## BEGIN Selected extract
The demon bootlegger?
"A law that will make everyone feel good and accomplish nothing"
At around 6. a.m. on a Saturday morning she wakes up, head throbbing, hands trembling.
On the floor she sees a 40-ounce bottle of Smirnoff vodka. It’s empty. So she calls a cab.
She tells the driver to take her to a bank machine, where she asks him to wait. She returns with $300 or $400 and gives the driver another house number.
There, she once again makes the driver wait. When she climbs back in, she’s clutching a plastic 60-ouncer.
By 7 a.m. she’s home with her partner, drinking straight vodka for breakfast. Like many in Nunavut, they drink it by the “cup.” Based on the size of the average coffee cup, that means each serving holds six to eight ounces or more of 80-proof hard liquor.
As the day wears on, they might smoke a few joints or they might take their bottle to share with friends. If they get hungry they might order from the Snack or grab junk food from the Quickstop.
But this is certain: they’ll drink that bottle dry. They’ll pass out, wake up the next morning and repeat the pattern until they run out of money.
There are variations between communities, but that’s how binge drinking works in Nunavut. You drink until you drink that bottle dry. If the ensuing loss of inhibition leads to rapes, beatings, stabbings or child molestation, well, that’s always somebody else’s fault.
So who’s the culprit?
Many Nunavut residents pin the blame on everyone’s favourite scapegoat: the much-vilified “bootlegger.” Together with drug dealers, bootleggers are the purported root of all evil.
For numerous Nunavut residents, including most public office holders, this is conventional wisdom. Get rid of the demon bootlegger and his demon cousin, the dope dealer, and Nunavut’s social ills will disappear.
But does this conform to reality? After all, it takes two parties to complete a transaction: a seller and a buyer. If the buyer did not exist, neither would the seller.
The sellers of drugs and unlicenced liquor thrive in Nunavut because large numbers of buyers are willing to buy their goods. Even in communities where cheaper legal alternatives are available, such as ordering from outside with a permit or simply going to a bar, people are willing to pay staggering prices for illegal booze.
Whether the trade is legal or underground, you cannot suppress commerce, especially when powerful needs overwhelm rational thinking.
And who are these bootleggers and drug dealers? Many in Nunavut would have you believe they’re fanged monsters whose bulging eyes glow in dark while they’re counting their money with blood-stained fingers.
In reality, these “bootleggers” and “drug dealers” are mostly ordinary people, just like you, except they’re probably a little more enterprising and creative than the norm.
## END Selected extract
**Task to complete**
Retype the passage of the bootlegging editorial from "As the day wears" up to and including "out of money.".
## BEGIN Records
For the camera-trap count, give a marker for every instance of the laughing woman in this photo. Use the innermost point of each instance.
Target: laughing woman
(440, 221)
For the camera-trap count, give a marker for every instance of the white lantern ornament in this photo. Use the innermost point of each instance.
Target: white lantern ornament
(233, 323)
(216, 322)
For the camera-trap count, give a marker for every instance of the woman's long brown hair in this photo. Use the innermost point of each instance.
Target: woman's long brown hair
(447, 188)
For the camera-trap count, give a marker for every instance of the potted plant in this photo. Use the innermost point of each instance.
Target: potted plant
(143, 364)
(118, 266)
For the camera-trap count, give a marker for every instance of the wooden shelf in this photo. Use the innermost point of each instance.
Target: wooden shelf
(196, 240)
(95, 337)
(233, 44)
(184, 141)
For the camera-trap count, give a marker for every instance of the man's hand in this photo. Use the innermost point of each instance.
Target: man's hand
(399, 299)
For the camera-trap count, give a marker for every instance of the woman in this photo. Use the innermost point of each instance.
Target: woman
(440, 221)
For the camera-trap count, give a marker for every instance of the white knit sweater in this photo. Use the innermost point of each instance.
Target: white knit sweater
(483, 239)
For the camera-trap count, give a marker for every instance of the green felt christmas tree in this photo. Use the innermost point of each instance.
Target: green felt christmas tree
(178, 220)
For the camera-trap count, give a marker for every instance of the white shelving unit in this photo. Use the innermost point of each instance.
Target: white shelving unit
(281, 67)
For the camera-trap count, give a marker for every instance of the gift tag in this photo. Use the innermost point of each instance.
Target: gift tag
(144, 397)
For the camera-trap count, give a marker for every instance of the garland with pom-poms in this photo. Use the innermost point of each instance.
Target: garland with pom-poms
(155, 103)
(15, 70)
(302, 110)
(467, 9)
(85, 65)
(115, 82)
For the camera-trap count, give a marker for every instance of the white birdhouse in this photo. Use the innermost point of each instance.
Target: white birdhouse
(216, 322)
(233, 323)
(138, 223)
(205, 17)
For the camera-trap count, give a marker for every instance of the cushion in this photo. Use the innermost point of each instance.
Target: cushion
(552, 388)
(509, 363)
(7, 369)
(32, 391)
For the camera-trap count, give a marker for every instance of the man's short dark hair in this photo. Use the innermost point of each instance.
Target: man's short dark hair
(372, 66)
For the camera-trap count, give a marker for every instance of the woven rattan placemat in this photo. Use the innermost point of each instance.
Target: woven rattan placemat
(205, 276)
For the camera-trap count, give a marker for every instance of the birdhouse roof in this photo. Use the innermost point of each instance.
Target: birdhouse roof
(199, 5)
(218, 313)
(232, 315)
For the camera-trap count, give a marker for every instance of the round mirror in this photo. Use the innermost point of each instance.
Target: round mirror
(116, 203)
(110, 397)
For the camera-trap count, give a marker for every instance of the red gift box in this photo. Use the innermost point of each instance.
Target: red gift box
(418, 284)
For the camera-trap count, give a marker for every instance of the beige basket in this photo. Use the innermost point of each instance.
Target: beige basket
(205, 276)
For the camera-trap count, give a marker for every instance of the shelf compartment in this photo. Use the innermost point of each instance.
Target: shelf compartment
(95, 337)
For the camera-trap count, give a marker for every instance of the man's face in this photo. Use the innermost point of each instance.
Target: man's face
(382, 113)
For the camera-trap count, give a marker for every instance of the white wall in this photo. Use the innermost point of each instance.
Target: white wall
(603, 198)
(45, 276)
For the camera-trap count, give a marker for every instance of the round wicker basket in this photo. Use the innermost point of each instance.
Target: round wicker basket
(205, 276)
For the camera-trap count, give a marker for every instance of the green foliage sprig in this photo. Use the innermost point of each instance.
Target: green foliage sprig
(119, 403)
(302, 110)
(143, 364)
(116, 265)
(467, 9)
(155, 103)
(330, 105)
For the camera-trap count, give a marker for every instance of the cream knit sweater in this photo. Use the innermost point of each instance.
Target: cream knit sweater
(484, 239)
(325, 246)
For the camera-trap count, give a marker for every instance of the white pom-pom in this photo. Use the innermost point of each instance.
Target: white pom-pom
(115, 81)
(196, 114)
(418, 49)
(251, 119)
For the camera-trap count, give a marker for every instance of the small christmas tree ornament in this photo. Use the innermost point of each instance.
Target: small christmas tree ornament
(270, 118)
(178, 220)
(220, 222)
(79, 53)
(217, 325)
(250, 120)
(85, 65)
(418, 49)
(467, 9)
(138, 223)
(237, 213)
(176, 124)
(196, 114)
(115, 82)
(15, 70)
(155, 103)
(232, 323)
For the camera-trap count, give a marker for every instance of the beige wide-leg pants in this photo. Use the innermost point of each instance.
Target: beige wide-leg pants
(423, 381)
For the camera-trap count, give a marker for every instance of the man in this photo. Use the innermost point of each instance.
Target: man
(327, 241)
## END Records
**Result of the exercise**
As the day wears on, they might smoke a few joints or they might take their bottle to share with friends. If they get hungry they might order from the Snack or grab junk food from the Quickstop.
But this is certain: they’ll drink that bottle dry. They’ll pass out, wake up the next morning and repeat the pattern until they run out of money.